# YOUR TASKS
A. Please transcribe the article on Myles Turner's extension between "So, why lock" and "sheet next summer.", inclusive.
B. According to the article on Myles Turner's extension, at what cap figure could the Pacers have held Turner had they let him become a restricted free agent?

# SELECTED EXTRACT
%%
The Pacers’ identification and development of young players stagnated in the Paul George era and might have contributed to his exit. Indiana’s kept first-round picks in the seven years between drafting and trading George: Miles Plumlee, Solomon Hill, Myles Turner, T.J. Leaf.

Turner is the lone hope to emerge as a secondary star, and though now it’d be next Victor Oladipo rather than George, the Pacers will pay Turner as such.

Shams Charania of The Athletic:

That’s a sizable deal, not just in terms of dollars but also opportunity cost. This will unnecessarily cut into Indiana’s cap space next summer.

Turner will begin the offseason counting against the cap at his 2019-20 salary, which based on the reported terms, will be between $17,857,143 and $22,727,273. If the Pacers didn’t extend him and let him become a restricted free agent, they could have held him at $10,230,852, used their other cap space first then exceeded the cap to re-sign him with Bird Rights.

So, why lock him up now? Indiana clearly believes his production will outpace his salary. This prevents another team from signing him to an even larger offer sheet next summer.

The 22-year-old Turner can live up to this deal. He’s a good 3-point shooter and shot-blocker. He must play with more force inside and either improve his foot speed or defensive recognition, ideally both. But he has plenty of tools for a modern center.

That said, if the extension is fully guaranteed, this is too much of a gamble on Turner for me. For sacrificing so much cap flexibility next summer, the Pacers should have gotten more of a discount. Of course, if this deal is heavy on incentives and short on guarantees, that could swing the analysis.
%%
# DATA SHOWN
%%
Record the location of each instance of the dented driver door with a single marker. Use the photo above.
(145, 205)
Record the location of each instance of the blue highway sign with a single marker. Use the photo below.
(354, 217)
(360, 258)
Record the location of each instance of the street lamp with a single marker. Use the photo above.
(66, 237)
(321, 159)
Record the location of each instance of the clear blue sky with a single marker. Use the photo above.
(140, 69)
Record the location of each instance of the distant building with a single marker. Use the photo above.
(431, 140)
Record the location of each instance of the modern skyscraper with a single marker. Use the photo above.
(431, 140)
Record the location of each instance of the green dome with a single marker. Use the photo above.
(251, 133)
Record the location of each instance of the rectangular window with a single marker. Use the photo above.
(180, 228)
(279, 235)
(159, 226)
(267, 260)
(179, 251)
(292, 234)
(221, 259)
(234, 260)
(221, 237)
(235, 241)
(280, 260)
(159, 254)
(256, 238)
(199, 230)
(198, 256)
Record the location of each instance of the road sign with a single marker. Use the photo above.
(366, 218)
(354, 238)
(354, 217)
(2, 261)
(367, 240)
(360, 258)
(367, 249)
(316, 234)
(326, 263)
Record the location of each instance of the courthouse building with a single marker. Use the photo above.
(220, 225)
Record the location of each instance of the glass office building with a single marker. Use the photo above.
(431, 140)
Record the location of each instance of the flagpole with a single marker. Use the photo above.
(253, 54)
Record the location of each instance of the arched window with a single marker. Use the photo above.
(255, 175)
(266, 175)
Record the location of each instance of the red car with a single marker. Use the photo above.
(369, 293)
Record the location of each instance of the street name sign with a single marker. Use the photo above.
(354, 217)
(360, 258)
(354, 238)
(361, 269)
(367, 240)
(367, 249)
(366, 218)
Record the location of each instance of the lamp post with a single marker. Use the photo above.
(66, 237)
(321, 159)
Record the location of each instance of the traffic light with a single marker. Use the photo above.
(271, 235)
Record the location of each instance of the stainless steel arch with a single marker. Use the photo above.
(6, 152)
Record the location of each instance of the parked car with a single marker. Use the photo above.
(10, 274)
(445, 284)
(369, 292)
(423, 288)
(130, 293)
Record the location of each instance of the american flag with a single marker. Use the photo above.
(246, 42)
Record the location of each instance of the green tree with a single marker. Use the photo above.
%%
# SET OF ANSWERS
A.
So, why lock him up now? Indiana clearly believes his production will outpace his salary. This prevents another team from signing him to an even larger offer sheet next summer.

B. $10,230,852